WHAT THIS TASK INVOLVES: Render every line of the records below as a JSON list of strings, with one string per line and blank lines omitted.

[Dataset records]
* * * * *

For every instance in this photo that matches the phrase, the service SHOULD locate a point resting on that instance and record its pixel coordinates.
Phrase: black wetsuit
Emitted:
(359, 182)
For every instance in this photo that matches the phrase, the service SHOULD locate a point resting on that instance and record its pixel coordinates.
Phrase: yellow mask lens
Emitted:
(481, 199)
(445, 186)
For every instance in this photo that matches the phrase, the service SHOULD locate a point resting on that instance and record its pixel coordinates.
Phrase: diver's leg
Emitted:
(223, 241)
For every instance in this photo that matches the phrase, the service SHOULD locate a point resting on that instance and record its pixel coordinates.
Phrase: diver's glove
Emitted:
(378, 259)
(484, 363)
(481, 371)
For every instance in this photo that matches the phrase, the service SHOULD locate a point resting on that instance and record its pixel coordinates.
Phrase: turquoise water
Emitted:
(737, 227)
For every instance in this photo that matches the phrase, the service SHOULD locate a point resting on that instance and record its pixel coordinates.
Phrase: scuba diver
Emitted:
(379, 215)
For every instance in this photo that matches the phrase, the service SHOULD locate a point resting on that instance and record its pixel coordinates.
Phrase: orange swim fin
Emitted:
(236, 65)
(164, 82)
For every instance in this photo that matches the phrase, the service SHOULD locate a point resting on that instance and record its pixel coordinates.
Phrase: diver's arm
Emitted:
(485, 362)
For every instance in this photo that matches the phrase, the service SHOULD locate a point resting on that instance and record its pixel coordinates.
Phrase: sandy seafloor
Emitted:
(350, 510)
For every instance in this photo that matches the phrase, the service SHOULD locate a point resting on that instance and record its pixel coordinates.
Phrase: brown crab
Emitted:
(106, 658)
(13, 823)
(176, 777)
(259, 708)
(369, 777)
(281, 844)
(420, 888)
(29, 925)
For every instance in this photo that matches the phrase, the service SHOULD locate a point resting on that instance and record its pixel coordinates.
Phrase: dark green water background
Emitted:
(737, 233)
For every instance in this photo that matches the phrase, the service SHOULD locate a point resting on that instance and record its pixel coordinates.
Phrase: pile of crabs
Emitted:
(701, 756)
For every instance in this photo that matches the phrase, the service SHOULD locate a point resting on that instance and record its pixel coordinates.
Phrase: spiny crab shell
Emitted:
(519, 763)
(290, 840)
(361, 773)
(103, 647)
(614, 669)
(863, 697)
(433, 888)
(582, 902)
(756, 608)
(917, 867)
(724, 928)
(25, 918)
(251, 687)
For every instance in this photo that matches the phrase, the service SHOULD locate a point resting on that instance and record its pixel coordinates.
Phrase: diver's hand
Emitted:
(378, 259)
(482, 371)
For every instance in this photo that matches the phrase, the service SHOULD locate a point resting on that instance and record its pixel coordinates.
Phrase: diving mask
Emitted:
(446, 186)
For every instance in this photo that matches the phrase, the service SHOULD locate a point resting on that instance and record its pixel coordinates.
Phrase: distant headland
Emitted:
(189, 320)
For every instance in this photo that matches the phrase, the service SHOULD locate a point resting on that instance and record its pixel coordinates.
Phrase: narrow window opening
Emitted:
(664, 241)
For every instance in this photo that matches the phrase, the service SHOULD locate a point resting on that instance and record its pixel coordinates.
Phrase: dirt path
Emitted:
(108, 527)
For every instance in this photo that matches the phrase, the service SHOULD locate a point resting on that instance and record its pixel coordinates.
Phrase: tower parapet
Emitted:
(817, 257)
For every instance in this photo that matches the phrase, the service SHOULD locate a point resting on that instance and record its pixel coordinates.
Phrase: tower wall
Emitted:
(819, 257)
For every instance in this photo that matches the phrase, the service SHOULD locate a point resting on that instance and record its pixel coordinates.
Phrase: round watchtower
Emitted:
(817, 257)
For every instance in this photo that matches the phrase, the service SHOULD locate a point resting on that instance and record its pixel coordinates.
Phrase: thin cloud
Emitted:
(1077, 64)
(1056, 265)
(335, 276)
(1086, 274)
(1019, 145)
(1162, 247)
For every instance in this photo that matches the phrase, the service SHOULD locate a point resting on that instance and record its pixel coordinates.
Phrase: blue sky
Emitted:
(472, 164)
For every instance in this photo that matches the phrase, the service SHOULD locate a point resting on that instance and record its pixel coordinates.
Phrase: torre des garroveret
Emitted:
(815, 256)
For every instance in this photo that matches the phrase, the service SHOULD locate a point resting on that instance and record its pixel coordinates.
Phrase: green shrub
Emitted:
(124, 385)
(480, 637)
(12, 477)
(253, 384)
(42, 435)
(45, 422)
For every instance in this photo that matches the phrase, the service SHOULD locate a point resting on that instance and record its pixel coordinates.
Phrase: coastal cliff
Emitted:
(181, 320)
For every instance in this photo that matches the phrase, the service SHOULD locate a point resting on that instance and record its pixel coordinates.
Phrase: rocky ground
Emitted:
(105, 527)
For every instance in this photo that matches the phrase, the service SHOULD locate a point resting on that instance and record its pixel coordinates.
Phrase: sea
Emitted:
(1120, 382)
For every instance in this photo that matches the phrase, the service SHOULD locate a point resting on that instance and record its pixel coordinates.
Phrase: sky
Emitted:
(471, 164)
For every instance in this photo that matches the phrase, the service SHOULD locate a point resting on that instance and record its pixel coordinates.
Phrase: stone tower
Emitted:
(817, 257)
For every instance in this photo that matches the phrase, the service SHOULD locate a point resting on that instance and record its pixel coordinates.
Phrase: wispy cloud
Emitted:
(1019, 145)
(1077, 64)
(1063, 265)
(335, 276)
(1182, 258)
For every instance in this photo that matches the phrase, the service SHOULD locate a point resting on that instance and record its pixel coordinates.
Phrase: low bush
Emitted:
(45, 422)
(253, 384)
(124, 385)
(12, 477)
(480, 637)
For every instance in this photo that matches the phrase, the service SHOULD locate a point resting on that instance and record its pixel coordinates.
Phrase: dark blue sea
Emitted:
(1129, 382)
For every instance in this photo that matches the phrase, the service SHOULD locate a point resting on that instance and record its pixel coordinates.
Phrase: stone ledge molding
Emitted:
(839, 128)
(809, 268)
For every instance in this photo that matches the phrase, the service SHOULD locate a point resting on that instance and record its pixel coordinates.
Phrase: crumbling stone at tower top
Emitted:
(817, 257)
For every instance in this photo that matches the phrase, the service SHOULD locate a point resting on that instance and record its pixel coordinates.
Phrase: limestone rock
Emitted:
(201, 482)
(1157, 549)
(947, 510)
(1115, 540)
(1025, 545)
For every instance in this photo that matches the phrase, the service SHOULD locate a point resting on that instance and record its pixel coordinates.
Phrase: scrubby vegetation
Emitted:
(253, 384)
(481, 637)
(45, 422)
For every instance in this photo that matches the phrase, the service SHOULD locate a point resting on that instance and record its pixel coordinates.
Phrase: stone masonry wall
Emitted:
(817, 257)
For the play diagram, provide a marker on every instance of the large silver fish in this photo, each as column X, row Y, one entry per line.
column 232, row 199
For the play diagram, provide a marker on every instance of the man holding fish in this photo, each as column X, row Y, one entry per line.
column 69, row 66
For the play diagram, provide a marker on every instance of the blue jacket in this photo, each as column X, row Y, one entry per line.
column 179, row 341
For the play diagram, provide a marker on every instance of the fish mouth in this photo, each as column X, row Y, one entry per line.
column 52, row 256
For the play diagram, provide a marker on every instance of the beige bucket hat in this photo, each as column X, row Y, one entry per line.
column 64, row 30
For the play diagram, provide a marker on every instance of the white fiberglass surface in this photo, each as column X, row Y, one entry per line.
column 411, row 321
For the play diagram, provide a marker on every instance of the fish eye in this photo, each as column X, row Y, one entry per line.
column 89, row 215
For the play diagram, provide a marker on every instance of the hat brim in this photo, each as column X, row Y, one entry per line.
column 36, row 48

* * * * *

TASK SOLUTION:
[
  "For every instance in this photo that matches the phrase, the service SHOULD locate a point resting on that instance and record its pixel coordinates.",
  "Phrase: black wetsuit",
  "Emitted:",
  "(359, 182)",
  "For every instance in this photo that matches the phrase, the service SHOULD locate a point resting on that instance and record its pixel coordinates.",
  "Phrase: yellow mask lens",
  "Emitted:",
  "(481, 199)",
  "(445, 186)",
  "For every instance in this photo that matches the phrase, the service SHOULD locate a point resting on that instance and record its pixel coordinates.",
  "Phrase: diver's leg",
  "Emitted:",
  "(223, 241)",
  "For every instance in this photo that matches the phrase, the service SHOULD locate a point resting on that instance and record its pixel coordinates.",
  "Phrase: diver's glove",
  "Emitted:",
  "(378, 259)",
  "(484, 363)",
  "(481, 371)",
  "For every instance in this photo that matches the phrase, the service SHOULD locate a point resting on that instance and record its pixel coordinates.",
  "Phrase: turquoise water",
  "Emitted:",
  "(737, 227)",
  "For every instance in this photo that matches the phrase, the service SHOULD locate a point resting on that instance and record its pixel coordinates.",
  "Phrase: scuba diver",
  "Emitted:",
  "(379, 215)",
  "For every instance in this photo that matches the phrase, the service SHOULD locate a point resting on that instance and record its pixel coordinates.",
  "Phrase: orange swim fin",
  "Emitted:",
  "(236, 65)",
  "(164, 82)",
  "For every instance in this photo that matches the phrase, the service SHOULD locate a point resting on that instance and record its pixel coordinates.",
  "Phrase: diver's arm",
  "Emitted:",
  "(485, 362)",
  "For every instance in this photo that matches the phrase, the service SHOULD locate a point resting on that instance and record its pixel coordinates.",
  "Phrase: sandy seafloor",
  "Emitted:",
  "(350, 510)",
  "For every instance in this photo that matches the phrase, the service SHOULD locate a point resting on that instance and record its pixel coordinates.",
  "Phrase: brown crab",
  "Emitted:",
  "(106, 658)",
  "(13, 823)",
  "(176, 777)",
  "(259, 708)",
  "(369, 777)",
  "(281, 844)",
  "(420, 888)",
  "(29, 925)",
  "For every instance in this photo that matches the phrase, the service SHOULD locate a point resting on that instance and record its pixel coordinates.",
  "Phrase: dark green water background",
  "Emitted:",
  "(737, 233)",
  "For every instance in this photo that matches the phrase, the service SHOULD locate a point resting on that instance and record its pixel coordinates.",
  "Phrase: pile of crabs",
  "Emitted:",
  "(701, 756)",
  "For every instance in this photo that matches the phrase, the service SHOULD locate a point resting on that instance and record its pixel coordinates.",
  "Phrase: spiny crab shell",
  "Emitted:",
  "(519, 763)",
  "(290, 840)",
  "(361, 773)",
  "(103, 647)",
  "(614, 669)",
  "(863, 697)",
  "(433, 888)",
  "(582, 902)",
  "(756, 608)",
  "(917, 867)",
  "(724, 928)",
  "(25, 918)",
  "(251, 687)",
  "For every instance in this photo that matches the phrase, the service SHOULD locate a point resting on that instance and record its pixel coordinates.",
  "Phrase: diver's hand",
  "Emitted:",
  "(378, 259)",
  "(482, 371)",
  "For every instance in this photo that matches the phrase, the service SHOULD locate a point resting on that instance and record its pixel coordinates.",
  "Phrase: diving mask",
  "Emitted:",
  "(446, 186)",
  "For every instance in this photo that matches the phrase, the service SHOULD locate a point resting on that instance and record its pixel coordinates.",
  "Phrase: distant headland",
  "Emitted:",
  "(189, 320)",
  "For every instance in this photo that matches the phrase, the service SHOULD locate a point resting on that instance and record its pixel coordinates.",
  "Phrase: narrow window opening",
  "Emitted:",
  "(664, 241)",
  "For every instance in this photo that matches the phrase, the service SHOULD locate a point resting on that instance and record its pixel coordinates.",
  "Phrase: dirt path",
  "Emitted:",
  "(108, 527)",
  "For every instance in this photo that matches the phrase, the service SHOULD locate a point resting on that instance and record its pixel coordinates.",
  "Phrase: tower parapet",
  "Emitted:",
  "(817, 257)",
  "For every instance in this photo that matches the phrase, the service SHOULD locate a point resting on that instance and record its pixel coordinates.",
  "Phrase: tower wall",
  "Emitted:",
  "(819, 257)",
  "For every instance in this photo that matches the phrase, the service SHOULD locate a point resting on that instance and record its pixel coordinates.",
  "Phrase: round watchtower",
  "Emitted:",
  "(817, 257)",
  "For every instance in this photo that matches the phrase, the service SHOULD locate a point resting on that instance and record its pixel coordinates.",
  "Phrase: thin cloud",
  "Emitted:",
  "(1077, 64)",
  "(1056, 265)",
  "(335, 276)",
  "(1086, 274)",
  "(1019, 145)",
  "(1162, 247)",
  "For every instance in this photo that matches the phrase, the service SHOULD locate a point resting on that instance and record its pixel coordinates.",
  "Phrase: blue sky",
  "Emitted:",
  "(472, 164)",
  "For every instance in this photo that matches the phrase, the service SHOULD locate a point resting on that instance and record its pixel coordinates.",
  "Phrase: torre des garroveret",
  "Emitted:",
  "(815, 256)",
  "For every instance in this photo that matches the phrase, the service SHOULD locate a point resting on that instance and record its pixel coordinates.",
  "Phrase: green shrub",
  "Emitted:",
  "(124, 385)",
  "(480, 637)",
  "(12, 477)",
  "(253, 384)",
  "(42, 435)",
  "(45, 422)",
  "For every instance in this photo that matches the phrase, the service SHOULD locate a point resting on that instance and record its pixel coordinates.",
  "Phrase: coastal cliff",
  "Emitted:",
  "(181, 320)",
  "For every instance in this photo that matches the phrase, the service SHOULD locate a point resting on that instance and record its pixel coordinates.",
  "Phrase: rocky ground",
  "Emitted:",
  "(105, 527)",
  "For every instance in this photo that matches the phrase, the service SHOULD locate a point resting on that instance and record its pixel coordinates.",
  "Phrase: sea",
  "Emitted:",
  "(1120, 382)",
  "For every instance in this photo that matches the phrase, the service SHOULD locate a point resting on that instance and record its pixel coordinates.",
  "Phrase: sky",
  "Emitted:",
  "(471, 164)",
  "For every instance in this photo that matches the phrase, the service SHOULD locate a point resting on that instance and record its pixel coordinates.",
  "Phrase: stone tower",
  "Emitted:",
  "(817, 257)",
  "For every instance in this photo that matches the phrase, the service SHOULD locate a point resting on that instance and record its pixel coordinates.",
  "Phrase: wispy cloud",
  "Emitted:",
  "(1019, 145)",
  "(1077, 64)",
  "(1063, 265)",
  "(335, 276)",
  "(1182, 258)",
  "For every instance in this photo that matches the phrase, the service SHOULD locate a point resting on that instance and record its pixel coordinates.",
  "Phrase: low bush",
  "Emitted:",
  "(45, 422)",
  "(253, 384)",
  "(124, 385)",
  "(12, 477)",
  "(480, 637)",
  "For every instance in this photo that matches the phrase, the service SHOULD locate a point resting on that instance and record its pixel coordinates.",
  "Phrase: dark blue sea",
  "Emitted:",
  "(1129, 382)",
  "For every instance in this photo that matches the phrase, the service SHOULD locate a point resting on that instance and record its pixel coordinates.",
  "Phrase: stone ledge molding",
  "Emitted:",
  "(839, 128)",
  "(809, 268)",
  "For every instance in this photo that matches the phrase, the service SHOULD locate a point resting on that instance and record its pixel coordinates.",
  "Phrase: crumbling stone at tower top",
  "Emitted:",
  "(817, 257)",
  "For every instance in this photo that matches the phrase, the service SHOULD locate a point resting on that instance and record its pixel coordinates.",
  "Phrase: limestone rock",
  "Emitted:",
  "(201, 482)",
  "(1157, 549)",
  "(947, 510)",
  "(1115, 540)",
  "(1025, 545)",
  "For every instance in this photo that matches the phrase, the service SHOULD locate a point resting on that instance and record its pixel coordinates.",
  "Phrase: scrubby vegetation",
  "Emitted:",
  "(253, 384)",
  "(481, 637)",
  "(45, 422)",
  "For every instance in this photo that matches the phrase, the service SHOULD locate a point resting on that instance and record its pixel coordinates.",
  "Phrase: stone masonry wall",
  "Emitted:",
  "(817, 257)",
  "For the play diagram, provide a marker on every instance of the large silver fish in this photo, each as column X, row Y, one entry per line.",
  "column 232, row 199",
  "For the play diagram, provide a marker on every instance of the man holding fish in this photo, each as column X, row Y, one entry per line.",
  "column 69, row 66",
  "For the play diagram, provide a marker on every instance of the blue jacket in this photo, each as column X, row Y, one entry per line.",
  "column 179, row 341",
  "For the play diagram, provide a marker on every instance of the fish mouth in this photo, each as column X, row Y, one entry per line.",
  "column 52, row 256",
  "For the play diagram, provide a marker on every instance of the beige bucket hat in this photo, each as column X, row Y, one entry per line.",
  "column 64, row 30",
  "For the play diagram, provide a marker on every instance of the white fiberglass surface in this photo, each as column X, row Y, one entry per line.",
  "column 411, row 321",
  "For the play diagram, provide a marker on every instance of the fish eye in this photo, each as column X, row Y, one entry per line.",
  "column 89, row 215",
  "For the play diagram, provide a marker on every instance of the hat brim in this photo, each as column X, row Y, one entry per line.",
  "column 36, row 48"
]